## [WORK ORDER]
Output all the data below verbatim.
Segment Open
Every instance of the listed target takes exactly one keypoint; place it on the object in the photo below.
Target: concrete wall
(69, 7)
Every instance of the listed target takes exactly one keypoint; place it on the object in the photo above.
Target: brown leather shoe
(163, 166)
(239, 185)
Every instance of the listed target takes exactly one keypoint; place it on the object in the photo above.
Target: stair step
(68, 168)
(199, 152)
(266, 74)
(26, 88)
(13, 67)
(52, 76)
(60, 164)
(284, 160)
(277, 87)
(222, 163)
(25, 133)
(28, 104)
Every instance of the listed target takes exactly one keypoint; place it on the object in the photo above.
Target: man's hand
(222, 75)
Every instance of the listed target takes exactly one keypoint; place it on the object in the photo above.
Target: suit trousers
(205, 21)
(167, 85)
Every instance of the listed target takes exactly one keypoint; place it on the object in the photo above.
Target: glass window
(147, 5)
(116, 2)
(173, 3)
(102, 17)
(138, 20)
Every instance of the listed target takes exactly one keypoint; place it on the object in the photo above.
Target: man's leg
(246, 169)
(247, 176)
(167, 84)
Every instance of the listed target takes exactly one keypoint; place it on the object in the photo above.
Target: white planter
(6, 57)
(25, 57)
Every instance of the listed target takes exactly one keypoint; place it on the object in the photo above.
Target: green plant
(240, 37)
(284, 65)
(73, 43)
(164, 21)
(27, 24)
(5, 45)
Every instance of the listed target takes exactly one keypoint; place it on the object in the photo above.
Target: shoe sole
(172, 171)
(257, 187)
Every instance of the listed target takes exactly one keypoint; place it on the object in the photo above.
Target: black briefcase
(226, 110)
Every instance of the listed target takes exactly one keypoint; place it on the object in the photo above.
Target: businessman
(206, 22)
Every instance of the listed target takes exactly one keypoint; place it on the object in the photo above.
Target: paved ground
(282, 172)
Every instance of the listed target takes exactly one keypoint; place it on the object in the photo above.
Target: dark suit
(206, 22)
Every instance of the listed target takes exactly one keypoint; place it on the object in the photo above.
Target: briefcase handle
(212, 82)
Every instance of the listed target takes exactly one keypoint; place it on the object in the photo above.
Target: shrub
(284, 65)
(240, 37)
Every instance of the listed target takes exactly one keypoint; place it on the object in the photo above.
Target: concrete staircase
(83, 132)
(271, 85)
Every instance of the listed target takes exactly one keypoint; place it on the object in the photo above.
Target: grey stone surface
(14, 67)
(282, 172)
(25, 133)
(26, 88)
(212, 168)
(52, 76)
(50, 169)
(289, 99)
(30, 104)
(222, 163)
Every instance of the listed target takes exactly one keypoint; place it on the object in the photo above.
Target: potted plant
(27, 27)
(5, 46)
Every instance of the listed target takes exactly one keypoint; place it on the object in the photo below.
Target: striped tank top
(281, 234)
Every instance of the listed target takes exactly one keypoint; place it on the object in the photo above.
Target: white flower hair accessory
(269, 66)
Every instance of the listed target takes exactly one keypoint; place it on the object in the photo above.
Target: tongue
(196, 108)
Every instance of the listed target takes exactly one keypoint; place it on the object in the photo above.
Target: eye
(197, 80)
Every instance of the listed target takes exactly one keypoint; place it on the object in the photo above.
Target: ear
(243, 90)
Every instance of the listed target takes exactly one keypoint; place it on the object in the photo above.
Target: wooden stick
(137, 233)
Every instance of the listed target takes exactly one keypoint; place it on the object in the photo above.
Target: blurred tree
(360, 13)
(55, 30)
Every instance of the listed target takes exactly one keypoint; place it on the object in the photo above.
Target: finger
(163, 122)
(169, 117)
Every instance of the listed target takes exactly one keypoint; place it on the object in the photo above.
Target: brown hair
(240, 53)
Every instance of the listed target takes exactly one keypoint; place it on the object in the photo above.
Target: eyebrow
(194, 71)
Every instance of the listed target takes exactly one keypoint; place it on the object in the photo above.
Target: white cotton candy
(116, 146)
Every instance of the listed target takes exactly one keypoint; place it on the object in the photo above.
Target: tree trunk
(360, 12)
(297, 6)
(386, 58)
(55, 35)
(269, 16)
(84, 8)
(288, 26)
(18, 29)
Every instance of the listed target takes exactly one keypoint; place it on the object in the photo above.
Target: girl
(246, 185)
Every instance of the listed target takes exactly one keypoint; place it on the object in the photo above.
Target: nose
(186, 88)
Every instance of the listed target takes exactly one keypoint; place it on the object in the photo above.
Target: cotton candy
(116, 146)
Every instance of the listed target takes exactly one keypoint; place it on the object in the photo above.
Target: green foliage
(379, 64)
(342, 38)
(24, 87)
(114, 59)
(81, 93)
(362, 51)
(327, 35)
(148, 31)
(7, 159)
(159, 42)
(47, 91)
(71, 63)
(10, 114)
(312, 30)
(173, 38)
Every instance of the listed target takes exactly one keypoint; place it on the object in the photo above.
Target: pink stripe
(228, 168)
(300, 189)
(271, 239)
Segment Closed
## [SOLUTION FOR THIS TASK]
Every instance of the listed target takes exactly one keypoint; place it on the object in the photo below.
Target: concrete wall
(69, 7)
Every instance of the listed target takes exactly one keypoint; place it on the object in the photo above.
Target: brown leather shoe
(163, 166)
(239, 185)
Every instance of the listed target takes exactly one keypoint; place it on the object in the photo above.
Target: stair step
(68, 168)
(199, 152)
(266, 74)
(26, 88)
(13, 67)
(52, 76)
(60, 164)
(284, 160)
(277, 87)
(222, 163)
(25, 133)
(28, 104)
Every instance of the listed target takes exactly one keypoint; place it on the object in the photo above.
Target: man's hand
(222, 75)
Every instance of the listed target takes exactly one keypoint; place it on the object in the photo above.
Target: suit trousers
(205, 21)
(167, 85)
Every instance of the listed target takes exactly one keypoint; place it on the object in the photo above.
Target: glass window
(147, 5)
(116, 2)
(173, 3)
(102, 17)
(138, 20)
Every instance of the listed target takes exactly one keypoint; place it on the object in the photo above.
Target: man's leg
(246, 169)
(247, 176)
(167, 84)
Every instance of the listed target takes exactly one keypoint; place it on the object in the photo above.
Target: white planter
(6, 57)
(25, 57)
Every instance of the listed target takes exactly one keypoint; place it on the object in the photo above.
Target: green plant
(240, 37)
(284, 65)
(73, 43)
(164, 21)
(27, 24)
(5, 45)
Every instance of the listed target takes exactly one keypoint; place it on the object in the photo above.
Target: shoe sole
(172, 171)
(257, 187)
Every instance of the listed target takes exactly one keypoint; place it on the object in the photo above.
Target: black briefcase
(226, 110)
Every instance of the listed target takes exactly one keypoint; place it on the object in the photo above.
Target: businessman
(206, 22)
Every instance of the listed target takes exactly one keypoint; place it on the object in the photo above.
Target: paved ground
(282, 172)
Every instance of the listed target takes exactly one keypoint; place it on the object in the photo above.
Target: dark suit
(206, 22)
Every instance of the listed target takes exactly one keypoint; place it on the object in the photo above.
Target: briefcase handle
(212, 82)
Every instance of the listed target takes exactly one keypoint; place it on the object in the photo above.
Target: shrub
(284, 65)
(240, 37)
Every instance of the listed target takes exactly one keypoint; place it on the object in the photo above.
Target: concrete staircase
(83, 132)
(271, 85)
Every instance of the listed target takes exactly one keypoint; place it on the object in the photo above.
Target: grey stone surface
(14, 67)
(282, 172)
(25, 133)
(26, 88)
(212, 168)
(52, 76)
(50, 169)
(289, 99)
(30, 104)
(222, 163)
Every instance of the listed target takes exactly one keypoint; place it on the object in the photo above.
Target: potted plant
(27, 27)
(5, 46)
Every instance of the listed target takes exactly one keypoint; place it on the object in the photo below.
Target: striped tank top
(281, 234)
Every instance of the listed target takes exactly one keypoint; place it on the object in the photo above.
Target: white flower hair accessory
(269, 66)
Every instance of the listed target takes exactly one keypoint; place it on the object in the photo above.
Target: tongue
(196, 108)
Every instance of the listed target takes exactly one keypoint; place it on the object in the photo above.
Target: eye
(197, 80)
Every instance of the listed target takes exactly one keypoint; place it on the object in the photo above.
Target: ear
(243, 90)
Every instance of the listed target takes exactly one keypoint; place it on the object in the photo above.
Target: wooden stick
(137, 233)
Every instance of the listed target takes exactly one keypoint; place it on the object in the photo above.
Target: blurred tree
(360, 13)
(55, 30)
Every instance of the listed target takes exactly one keypoint; place it on the object in the photo above.
Target: finger
(163, 122)
(169, 117)
Every instance of the listed target takes exactly one keypoint; place it on the object in the photo above.
Target: brown hair
(240, 53)
Every instance of the listed target takes exactly one keypoint; place it on the object in the photo above.
Target: eyebrow
(194, 71)
Every instance of the listed target takes exactly one keypoint; place it on the object in the photo above.
Target: white cotton candy
(116, 146)
Every instance of the listed target takes exactly one keypoint; place it on the object in the photo above.
Target: tree trunk
(360, 12)
(297, 6)
(386, 58)
(55, 35)
(269, 16)
(84, 8)
(288, 26)
(18, 29)
Every instance of the listed target takes exactly one keypoint; place it on the object in the photo above.
Target: girl
(246, 185)
Every instance of the listed target takes exactly one keypoint; place it on the object in the photo above.
Target: nose
(186, 88)
Every instance of the listed target takes exactly one keypoint; place it on the object in the photo above.
Target: cotton candy
(116, 146)
Every instance of the listed target takes exactly one keypoint; place it on the object in the photo above.
Target: green foliage
(379, 64)
(342, 38)
(24, 87)
(114, 59)
(81, 93)
(362, 51)
(327, 35)
(148, 31)
(7, 159)
(159, 42)
(47, 91)
(71, 63)
(10, 114)
(312, 30)
(173, 38)
Every instance of the listed target takes exactly one keypoint; place it on the object in the photo above.
Target: pink stripe
(228, 168)
(300, 189)
(271, 239)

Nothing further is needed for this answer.